start Entries shown

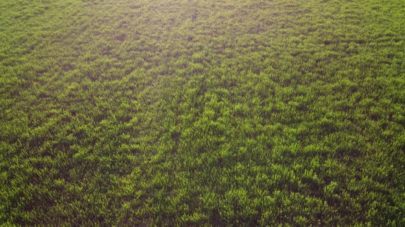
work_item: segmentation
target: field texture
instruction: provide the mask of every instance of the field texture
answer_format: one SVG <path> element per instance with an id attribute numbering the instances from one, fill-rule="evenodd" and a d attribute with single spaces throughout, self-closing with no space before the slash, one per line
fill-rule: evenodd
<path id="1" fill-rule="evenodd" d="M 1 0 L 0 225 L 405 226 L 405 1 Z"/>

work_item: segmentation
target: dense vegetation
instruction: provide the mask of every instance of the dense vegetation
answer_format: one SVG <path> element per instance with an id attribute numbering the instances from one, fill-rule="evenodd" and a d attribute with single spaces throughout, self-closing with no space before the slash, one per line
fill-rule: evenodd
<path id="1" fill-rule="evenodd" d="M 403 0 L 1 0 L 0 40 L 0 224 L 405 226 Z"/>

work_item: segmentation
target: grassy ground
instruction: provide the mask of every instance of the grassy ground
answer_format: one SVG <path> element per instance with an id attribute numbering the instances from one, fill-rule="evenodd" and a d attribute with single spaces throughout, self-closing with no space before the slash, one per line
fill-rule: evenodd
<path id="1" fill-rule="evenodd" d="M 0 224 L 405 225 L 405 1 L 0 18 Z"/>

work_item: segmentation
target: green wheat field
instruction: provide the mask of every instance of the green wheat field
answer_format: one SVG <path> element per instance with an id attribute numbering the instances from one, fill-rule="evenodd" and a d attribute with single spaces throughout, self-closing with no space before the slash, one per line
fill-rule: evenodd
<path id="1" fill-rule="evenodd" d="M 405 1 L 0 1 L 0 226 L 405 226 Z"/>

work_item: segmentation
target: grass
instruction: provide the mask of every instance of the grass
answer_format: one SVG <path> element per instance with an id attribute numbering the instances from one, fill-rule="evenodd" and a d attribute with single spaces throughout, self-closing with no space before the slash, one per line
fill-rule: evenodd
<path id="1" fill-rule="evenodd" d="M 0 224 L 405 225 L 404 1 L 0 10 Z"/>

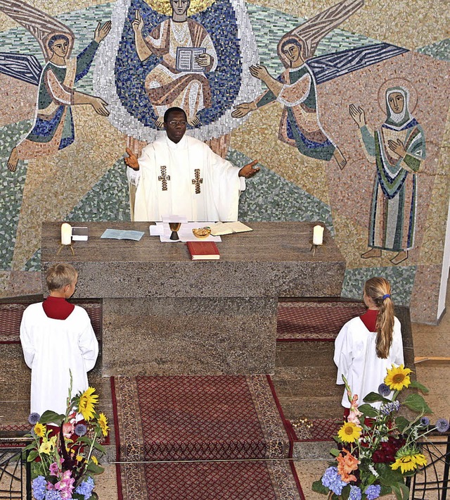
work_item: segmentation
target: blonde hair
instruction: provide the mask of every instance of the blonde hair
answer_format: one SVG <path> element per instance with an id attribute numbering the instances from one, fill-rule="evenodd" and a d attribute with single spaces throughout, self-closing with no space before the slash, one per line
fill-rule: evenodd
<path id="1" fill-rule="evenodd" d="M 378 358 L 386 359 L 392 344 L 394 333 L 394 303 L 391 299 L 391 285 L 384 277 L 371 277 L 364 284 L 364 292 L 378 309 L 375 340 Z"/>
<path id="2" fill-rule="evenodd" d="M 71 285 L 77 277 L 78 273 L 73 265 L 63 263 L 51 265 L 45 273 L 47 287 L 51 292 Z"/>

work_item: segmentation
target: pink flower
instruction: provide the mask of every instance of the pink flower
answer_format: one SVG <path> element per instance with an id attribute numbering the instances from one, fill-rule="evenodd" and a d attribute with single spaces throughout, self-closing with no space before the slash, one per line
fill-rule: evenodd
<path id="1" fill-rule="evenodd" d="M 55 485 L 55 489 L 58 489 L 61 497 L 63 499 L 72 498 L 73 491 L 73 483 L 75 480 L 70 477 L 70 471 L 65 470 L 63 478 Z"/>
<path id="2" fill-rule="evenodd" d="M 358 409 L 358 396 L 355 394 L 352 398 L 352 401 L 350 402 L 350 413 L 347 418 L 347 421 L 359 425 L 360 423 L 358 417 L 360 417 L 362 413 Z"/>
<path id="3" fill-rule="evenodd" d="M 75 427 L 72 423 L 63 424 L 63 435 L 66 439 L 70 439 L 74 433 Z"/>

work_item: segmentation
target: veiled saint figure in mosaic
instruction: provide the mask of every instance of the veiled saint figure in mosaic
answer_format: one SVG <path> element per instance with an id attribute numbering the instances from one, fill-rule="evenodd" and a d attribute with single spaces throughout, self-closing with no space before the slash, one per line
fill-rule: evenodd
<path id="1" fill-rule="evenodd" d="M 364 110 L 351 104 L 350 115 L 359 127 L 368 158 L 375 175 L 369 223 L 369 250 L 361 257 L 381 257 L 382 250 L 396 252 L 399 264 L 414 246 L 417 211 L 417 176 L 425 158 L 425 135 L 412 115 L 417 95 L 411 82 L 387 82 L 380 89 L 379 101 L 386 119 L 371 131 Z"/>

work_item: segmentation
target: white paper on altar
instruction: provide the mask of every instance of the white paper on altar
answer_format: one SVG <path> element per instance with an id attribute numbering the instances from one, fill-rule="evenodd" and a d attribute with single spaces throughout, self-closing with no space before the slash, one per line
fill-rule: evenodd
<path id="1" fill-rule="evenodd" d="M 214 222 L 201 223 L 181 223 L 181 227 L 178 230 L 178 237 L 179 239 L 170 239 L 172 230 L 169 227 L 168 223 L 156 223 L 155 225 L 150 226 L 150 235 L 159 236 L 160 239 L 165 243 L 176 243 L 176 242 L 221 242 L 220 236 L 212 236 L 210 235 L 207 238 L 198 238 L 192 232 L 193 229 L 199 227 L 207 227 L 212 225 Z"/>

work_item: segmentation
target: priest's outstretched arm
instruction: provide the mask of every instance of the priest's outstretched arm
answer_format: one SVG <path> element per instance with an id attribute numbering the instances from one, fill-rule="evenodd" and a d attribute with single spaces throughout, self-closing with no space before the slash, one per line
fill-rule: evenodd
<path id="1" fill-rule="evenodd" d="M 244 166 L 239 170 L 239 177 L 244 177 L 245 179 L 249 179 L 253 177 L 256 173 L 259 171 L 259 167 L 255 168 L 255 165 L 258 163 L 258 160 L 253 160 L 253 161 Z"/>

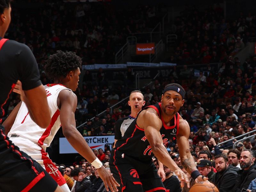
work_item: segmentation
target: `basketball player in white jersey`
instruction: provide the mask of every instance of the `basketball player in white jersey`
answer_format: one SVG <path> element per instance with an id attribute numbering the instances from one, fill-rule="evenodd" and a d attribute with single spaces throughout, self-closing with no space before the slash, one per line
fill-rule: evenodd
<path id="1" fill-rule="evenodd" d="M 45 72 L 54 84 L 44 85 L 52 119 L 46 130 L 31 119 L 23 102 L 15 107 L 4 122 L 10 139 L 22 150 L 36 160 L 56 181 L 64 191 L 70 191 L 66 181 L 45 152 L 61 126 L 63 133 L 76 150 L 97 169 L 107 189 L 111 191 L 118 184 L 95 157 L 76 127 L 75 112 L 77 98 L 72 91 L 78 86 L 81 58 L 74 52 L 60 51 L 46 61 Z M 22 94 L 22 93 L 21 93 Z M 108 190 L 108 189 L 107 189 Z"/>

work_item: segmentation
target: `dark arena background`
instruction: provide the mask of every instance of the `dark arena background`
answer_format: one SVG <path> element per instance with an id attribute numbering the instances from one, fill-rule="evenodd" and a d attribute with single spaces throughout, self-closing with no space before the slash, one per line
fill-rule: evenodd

end Entries shown

## Work required:
Print out every entry above without changing a word, and leave out the pictures.

## Output of the exercise:
work_item: segmentation
target: field texture
instruction: provide the mask of every instance of the field texture
answer_format: one SVG <path> element per instance with an id attribute numbering the instances from one, fill-rule="evenodd" and a d attribute with single spaces throughout, self-closing with no space before the slash, one per line
fill-rule: evenodd
<path id="1" fill-rule="evenodd" d="M 1 0 L 0 225 L 405 226 L 405 1 Z"/>

work_item: segmentation
target: dense vegetation
instruction: provide the mask of every instance of the dense vegetation
answer_format: one SVG <path> element per instance with an id attribute numbering the instances from one, fill-rule="evenodd" and a d attribute with single spaces throughout, self-closing with no space before the slash, one per line
fill-rule: evenodd
<path id="1" fill-rule="evenodd" d="M 403 0 L 1 0 L 0 40 L 0 224 L 405 226 Z"/>

work_item: segmentation
target: grassy ground
instruction: provide the mask of every instance of the grassy ground
answer_format: one SVG <path> element per instance with an id attribute numbering the instances from one, fill-rule="evenodd" and a d attribute with single spaces throughout, self-closing with no space before the slash, one per line
fill-rule: evenodd
<path id="1" fill-rule="evenodd" d="M 0 224 L 405 225 L 405 1 L 0 18 Z"/>

work_item: segmentation
target: green wheat field
instruction: provide the mask of every instance of the green wheat field
answer_format: one SVG <path> element per instance with an id attribute numbering the instances from one, fill-rule="evenodd" and a d attribute with single spaces throughout, self-closing with no space before the slash, one per line
fill-rule: evenodd
<path id="1" fill-rule="evenodd" d="M 405 1 L 0 1 L 0 226 L 405 226 Z"/>

work_item: segmentation
target: grass
instruction: provide the mask of every instance of the grass
answer_format: one SVG <path> element per instance with an id attribute numbering the instances from one, fill-rule="evenodd" and a d attribute with single spaces throughout, self-closing with no space before the slash, one per line
fill-rule: evenodd
<path id="1" fill-rule="evenodd" d="M 0 224 L 405 225 L 404 1 L 0 10 Z"/>

work_item: segmentation
target: blonde hair
instruction: provide the mask of every instance of the blonde hair
answer_format: one SVG <path> element per instance with an id attribute numbering the instances from one, fill-rule="evenodd" and a d attribute with single spaces throughout, self-closing with no space before the slash, one per line
fill-rule: evenodd
<path id="1" fill-rule="evenodd" d="M 378 358 L 386 359 L 392 344 L 394 333 L 394 303 L 391 299 L 391 285 L 384 277 L 371 277 L 364 284 L 364 292 L 378 309 L 375 340 Z"/>
<path id="2" fill-rule="evenodd" d="M 71 285 L 77 277 L 78 273 L 73 265 L 63 263 L 51 265 L 45 273 L 47 287 L 51 292 Z"/>

work_item: segmentation
target: pink flower
instruction: provide the mask of every instance of the pink flower
answer_format: one SVG <path> element per instance with an id attribute numbering the instances from one, fill-rule="evenodd" and a d attribute with single spaces throughout, self-closing with no space before the slash, one per line
fill-rule: evenodd
<path id="1" fill-rule="evenodd" d="M 55 485 L 55 489 L 58 489 L 61 497 L 63 499 L 72 498 L 73 491 L 73 483 L 75 480 L 70 477 L 70 471 L 65 470 L 63 478 Z"/>
<path id="2" fill-rule="evenodd" d="M 358 409 L 358 396 L 355 394 L 352 398 L 352 401 L 350 402 L 350 413 L 347 418 L 347 421 L 359 425 L 360 423 L 358 417 L 360 417 L 362 413 Z"/>
<path id="3" fill-rule="evenodd" d="M 75 427 L 72 423 L 63 424 L 63 435 L 66 439 L 70 439 L 74 433 Z"/>

work_item: segmentation
target: veiled saint figure in mosaic
instruction: provide the mask of every instance of the veiled saint figure in mosaic
answer_format: one SVG <path> element per instance with an id attribute numbering the instances from one, fill-rule="evenodd" and a d attribute with single spaces throughout, self-closing with no space before the slash, one per line
fill-rule: evenodd
<path id="1" fill-rule="evenodd" d="M 364 110 L 351 104 L 350 115 L 359 127 L 368 158 L 375 175 L 369 223 L 369 250 L 361 257 L 381 257 L 382 250 L 396 252 L 399 264 L 414 246 L 417 211 L 417 176 L 425 158 L 425 135 L 412 115 L 417 95 L 411 82 L 387 82 L 380 89 L 379 101 L 386 119 L 371 131 Z"/>

work_item: segmentation
target: white paper on altar
instruction: provide the mask of every instance of the white paper on altar
answer_format: one SVG <path> element per instance with an id attribute numbering the instances from one, fill-rule="evenodd" and a d attribute with single spaces throughout, self-closing with no space before the slash, one per line
fill-rule: evenodd
<path id="1" fill-rule="evenodd" d="M 214 222 L 201 223 L 181 223 L 181 227 L 178 230 L 178 237 L 179 239 L 170 239 L 172 230 L 169 227 L 168 223 L 156 223 L 155 225 L 150 226 L 150 235 L 159 236 L 160 239 L 165 243 L 176 243 L 176 242 L 221 242 L 220 236 L 212 236 L 210 235 L 207 238 L 198 238 L 192 232 L 193 229 L 199 227 L 207 227 L 212 225 Z"/>

work_item: segmentation
target: priest's outstretched arm
instruction: provide the mask of every instance of the priest's outstretched arm
answer_format: one SVG <path> element per instance with an id attribute numbering the instances from one, fill-rule="evenodd" and a d attribute with single spaces throughout, self-closing with no space before the slash, one per line
fill-rule: evenodd
<path id="1" fill-rule="evenodd" d="M 244 166 L 239 170 L 239 177 L 244 177 L 245 179 L 249 179 L 253 177 L 256 173 L 259 171 L 259 167 L 255 168 L 255 165 L 258 163 L 258 160 L 253 160 L 253 161 Z"/>

work_item: segmentation
target: `basketball player in white jersey`
instruction: provide the mask of every instance of the `basketball player in white jersey`
answer_format: one SVG <path> element per instance with an id attribute numbering the instances from one, fill-rule="evenodd" and a d attribute with single spaces throughout, self-closing with no space before the slash, one per line
fill-rule: evenodd
<path id="1" fill-rule="evenodd" d="M 45 72 L 54 84 L 44 85 L 52 119 L 46 130 L 31 119 L 23 102 L 15 107 L 4 122 L 10 139 L 22 150 L 36 160 L 56 181 L 64 191 L 70 191 L 66 181 L 45 152 L 61 126 L 63 133 L 76 150 L 97 169 L 107 189 L 111 191 L 118 184 L 95 157 L 76 127 L 75 112 L 77 98 L 72 91 L 78 86 L 81 58 L 74 52 L 60 51 L 46 61 Z M 22 94 L 22 93 L 21 93 Z M 108 190 L 108 189 L 107 189 Z"/>

work_item: segmentation
target: `dark arena background`
instruction: provide the mask of every instance of the `dark arena background`
answer_format: one SVG <path> element per instance with an id attribute numbering the instances from one, fill-rule="evenodd" and a d attribute with single spaces throughout, self-closing with no space before the slash, one per line
fill-rule: evenodd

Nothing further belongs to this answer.